--- START OF Provided entries ---
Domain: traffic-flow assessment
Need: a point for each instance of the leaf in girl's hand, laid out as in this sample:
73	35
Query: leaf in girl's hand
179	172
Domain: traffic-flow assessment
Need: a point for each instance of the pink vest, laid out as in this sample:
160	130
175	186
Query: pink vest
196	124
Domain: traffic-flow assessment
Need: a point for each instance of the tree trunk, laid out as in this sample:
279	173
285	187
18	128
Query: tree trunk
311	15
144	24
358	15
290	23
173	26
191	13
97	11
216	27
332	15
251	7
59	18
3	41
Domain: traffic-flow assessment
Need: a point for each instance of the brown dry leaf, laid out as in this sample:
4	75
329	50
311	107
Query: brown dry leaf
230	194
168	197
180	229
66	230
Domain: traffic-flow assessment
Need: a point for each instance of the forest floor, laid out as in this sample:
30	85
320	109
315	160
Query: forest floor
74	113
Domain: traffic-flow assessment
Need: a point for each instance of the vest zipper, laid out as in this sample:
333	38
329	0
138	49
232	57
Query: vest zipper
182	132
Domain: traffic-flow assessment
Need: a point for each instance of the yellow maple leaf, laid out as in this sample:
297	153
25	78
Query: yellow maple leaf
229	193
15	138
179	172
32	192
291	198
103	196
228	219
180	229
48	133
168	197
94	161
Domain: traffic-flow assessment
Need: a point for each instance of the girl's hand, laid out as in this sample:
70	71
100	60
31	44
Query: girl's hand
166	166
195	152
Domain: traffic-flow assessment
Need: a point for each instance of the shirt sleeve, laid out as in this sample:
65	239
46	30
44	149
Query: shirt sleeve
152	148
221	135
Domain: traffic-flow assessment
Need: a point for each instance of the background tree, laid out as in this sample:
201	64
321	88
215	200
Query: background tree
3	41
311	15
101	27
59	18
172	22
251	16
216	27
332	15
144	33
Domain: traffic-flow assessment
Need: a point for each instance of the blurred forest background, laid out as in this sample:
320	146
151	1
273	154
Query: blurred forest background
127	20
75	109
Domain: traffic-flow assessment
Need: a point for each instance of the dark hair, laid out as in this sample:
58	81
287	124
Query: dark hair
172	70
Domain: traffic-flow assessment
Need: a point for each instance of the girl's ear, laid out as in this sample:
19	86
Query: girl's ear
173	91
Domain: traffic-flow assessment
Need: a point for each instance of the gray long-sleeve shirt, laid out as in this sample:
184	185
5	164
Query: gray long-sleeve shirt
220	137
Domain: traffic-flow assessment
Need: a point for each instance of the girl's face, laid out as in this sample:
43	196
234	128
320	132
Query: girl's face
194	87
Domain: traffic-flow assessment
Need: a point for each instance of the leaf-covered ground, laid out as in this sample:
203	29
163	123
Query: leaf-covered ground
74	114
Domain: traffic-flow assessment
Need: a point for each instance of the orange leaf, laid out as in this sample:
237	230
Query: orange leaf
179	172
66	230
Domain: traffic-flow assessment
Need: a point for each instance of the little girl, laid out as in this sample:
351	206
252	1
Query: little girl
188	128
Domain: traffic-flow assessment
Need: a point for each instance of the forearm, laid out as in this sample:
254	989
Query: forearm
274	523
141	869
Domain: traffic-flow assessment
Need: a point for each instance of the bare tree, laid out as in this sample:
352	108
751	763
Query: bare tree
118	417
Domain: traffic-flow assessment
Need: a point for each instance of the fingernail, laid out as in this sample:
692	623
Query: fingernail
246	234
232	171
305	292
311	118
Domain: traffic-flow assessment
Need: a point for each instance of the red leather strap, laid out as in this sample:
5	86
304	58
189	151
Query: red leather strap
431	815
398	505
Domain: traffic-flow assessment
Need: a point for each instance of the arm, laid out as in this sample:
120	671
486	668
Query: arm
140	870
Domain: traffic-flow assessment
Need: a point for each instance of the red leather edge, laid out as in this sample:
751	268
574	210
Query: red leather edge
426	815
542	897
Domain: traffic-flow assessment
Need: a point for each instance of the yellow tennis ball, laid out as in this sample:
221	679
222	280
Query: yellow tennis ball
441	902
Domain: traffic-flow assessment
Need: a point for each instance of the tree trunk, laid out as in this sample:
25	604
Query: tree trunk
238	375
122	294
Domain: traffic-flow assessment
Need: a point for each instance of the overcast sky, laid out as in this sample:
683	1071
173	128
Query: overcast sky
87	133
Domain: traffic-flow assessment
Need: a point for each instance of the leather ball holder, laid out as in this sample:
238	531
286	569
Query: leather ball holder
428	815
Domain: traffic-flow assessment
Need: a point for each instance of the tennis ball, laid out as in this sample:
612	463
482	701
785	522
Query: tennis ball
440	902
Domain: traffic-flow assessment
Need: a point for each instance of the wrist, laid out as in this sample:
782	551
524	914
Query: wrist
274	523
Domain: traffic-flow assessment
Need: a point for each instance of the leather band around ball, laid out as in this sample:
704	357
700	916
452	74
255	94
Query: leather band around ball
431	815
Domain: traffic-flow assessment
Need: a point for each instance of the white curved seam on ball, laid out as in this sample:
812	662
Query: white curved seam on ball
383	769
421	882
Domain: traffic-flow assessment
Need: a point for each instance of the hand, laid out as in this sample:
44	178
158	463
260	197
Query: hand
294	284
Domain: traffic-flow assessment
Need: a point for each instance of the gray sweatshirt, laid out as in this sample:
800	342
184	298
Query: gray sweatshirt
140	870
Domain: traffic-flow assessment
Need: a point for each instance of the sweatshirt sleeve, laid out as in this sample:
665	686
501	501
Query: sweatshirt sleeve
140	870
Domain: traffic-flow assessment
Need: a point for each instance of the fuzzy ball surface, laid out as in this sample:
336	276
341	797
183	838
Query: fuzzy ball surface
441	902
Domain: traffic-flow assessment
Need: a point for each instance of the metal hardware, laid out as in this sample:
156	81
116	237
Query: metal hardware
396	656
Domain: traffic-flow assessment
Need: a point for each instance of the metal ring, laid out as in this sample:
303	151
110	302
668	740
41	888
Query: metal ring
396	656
--- END OF Provided entries ---
• The problem:
Every entry needs to be retyped exactly.

• Result for this exercise:
Domain: traffic-flow assessment
Need: a point for each instance of the leaf in girl's hand, laid out as in this sample:
73	35
Query: leaf in girl's hand
179	172
Domain: traffic-flow assessment
Need: a point for each instance of the pink vest, laid out as in this sample:
160	130
175	186
Query: pink vest
196	124
Domain: traffic-flow assessment
Need: a point for each instance of the tree trunk, laid out as in this sample:
279	173
285	187
18	128
Query: tree trunk
311	15
144	24
358	15
290	23
173	26
191	13
97	11
216	27
332	15
251	7
59	18
3	41
Domain: traffic-flow assessment
Need: a point for each instance of the brown dry leaf, laid out as in this sample:
4	75
329	50
311	107
Query: brown dry leaf
230	194
168	197
180	229
66	230
Domain: traffic-flow assessment
Need: a point for each instance of the forest floor, laid out as in this sample:
30	85
320	109
315	160
Query: forest floor
74	113
Domain: traffic-flow assessment
Need: a point for each instance of the vest zipper, laid out as in this sample:
333	38
329	0
138	49
232	57
Query: vest zipper
182	132
Domain: traffic-flow assessment
Need: a point for each instance of the yellow maple leaf, laid out as in this sample:
297	153
25	78
Query: yellow maple leaf
229	193
15	138
179	172
32	192
291	198
103	196
228	219
180	229
48	133
168	197
94	161
Domain: traffic-flow assessment
Need: a point for each instance of the girl's hand, laid out as in this sample:
70	71
100	60
31	44
Query: girl's hand
166	166
195	152
Domain: traffic-flow assessment
Need: a point for each instance of the shirt sleeve, laid out as in this sample:
65	239
46	30
44	149
Query: shirt sleeve
152	148
221	135
Domain: traffic-flow assessment
Need: a point for each instance of the background tree, laid out as in this sample:
201	64
321	88
215	200
Query: background tree
3	41
311	15
101	27
59	18
172	22
251	16
216	27
332	15
144	33
Domain: traffic-flow assessment
Need: a point for each instance of the blurred forest background, laid out as in this sample:
320	146
151	1
273	154
Query: blurred forest background
127	20
75	109
Domain: traffic-flow assessment
Need: a point for each instance of the dark hair, laid out as in this sample:
58	81
287	124
Query: dark hair
172	70
Domain: traffic-flow assessment
Need: a point for each instance of the girl's ear, laid out as in this sample:
19	86
Query: girl's ear
173	91
Domain: traffic-flow assessment
Need: a point for each instance of the gray long-sleeve shirt, laid out as in this sample:
184	185
5	164
Query: gray long-sleeve shirt
220	137
Domain: traffic-flow assessment
Need: a point for each instance of the girl's face, laid out as in this sample:
43	196
234	128
320	132
Query: girl's face
194	87
Domain: traffic-flow assessment
Need: a point for each instance of the leaf-covered ground, laid out as in this sample:
203	29
163	123
Query: leaf-covered ground
74	114
Domain: traffic-flow assessment
Need: a point for each instance of the orange leaf, laid out as in this sample:
237	230
Query: orange leaf
179	172
66	230
Domain: traffic-flow assessment
Need: a point for each instance of the little girl, laid out as in this sample:
351	206
252	1
Query: little girl
188	128
Domain: traffic-flow assessment
Need: a point for each instance of the forearm, laid out as in this sample:
254	989
Query: forearm
274	523
141	869
Domain: traffic-flow assessment
Need: a point for each instance of the bare tree, laid out as in this sample:
352	108
751	763
Query: bare tree
118	417
Domain: traffic-flow assessment
Need: a point for each instance of the fingernail, laid out as in this sample:
692	623
Query: fingernail
246	234
232	171
305	292
311	118
Domain: traffic-flow assessment
Need: a point for each instance of the red leather strap, laid out as in this sample:
5	86
304	58
189	151
Query: red leather strap
431	815
398	505
Domain: traffic-flow assessment
Need: a point for each instance of the arm, laid out as in this sample:
120	671
486	668
Query: arm
140	870
Domain: traffic-flow assessment
Need: a point for each instance of the red leather edge, laid out as in this sample:
751	268
574	210
Query: red leather edge
426	815
542	897
Domain: traffic-flow assessment
Need: a point for each instance of the yellow tennis ball, laid out as in this sample:
221	679
222	280
Query: yellow tennis ball
441	902
Domain: traffic-flow assessment
Need: a point for each instance of the tree trunk, laid out as in this sample:
25	604
Query: tree trunk
238	375
122	294
Domain: traffic-flow assessment
Need: a point for each instance of the overcast sky, laid out as in this sample:
683	1071
173	128
Query: overcast sky
87	133
Domain: traffic-flow assessment
Need: a point for each instance of the leather ball holder, laid out as in this sample:
238	531
286	569
Query: leather ball holder
428	815
Domain: traffic-flow assessment
Need: a point for each instance of the tennis ball, laid out as in this sample:
612	463
482	701
785	522
Query: tennis ball
440	902
Domain: traffic-flow assessment
Need: a point for each instance of the wrist, laid out as in this sample:
782	551
524	914
Query: wrist
274	523
Domain: traffic-flow assessment
Need: a point for each instance of the leather band around ball, laid out as in this sample:
704	357
700	916
452	74
255	94
Query: leather band around ball
431	815
Domain: traffic-flow assessment
Need: a point for each instance of the white curved seam on ball, laid out as in this sample:
812	662
Query: white curved seam on ball
383	769
421	882
Domain: traffic-flow assessment
Need: a point for each instance of the hand, laid out as in this sample:
44	178
158	463
260	197
Query: hand
294	284
Domain: traffic-flow assessment
Need: a point for each instance of the gray sweatshirt, laid out as in this sample:
800	342
184	298
Query: gray sweatshirt
140	870
Domain: traffic-flow assessment
Need: a point for each instance of the sweatshirt sleeve, laid out as in this sample:
665	686
501	501
Query: sweatshirt sleeve
140	870
Domain: traffic-flow assessment
Need: a point for each instance of the fuzzy ball surface, laid out as in this sample:
336	276
341	797
183	838
Query: fuzzy ball surface
441	902
Domain: traffic-flow assessment
Need: a point for each instance of the metal hardware, laid out as in this sample:
156	81
116	237
Query: metal hardware
396	656
Domain: traffic-flow assessment
Need: a point for each instance of the metal ring, laid out as in this sample:
303	151
110	302
668	740
41	888
Query: metal ring
396	656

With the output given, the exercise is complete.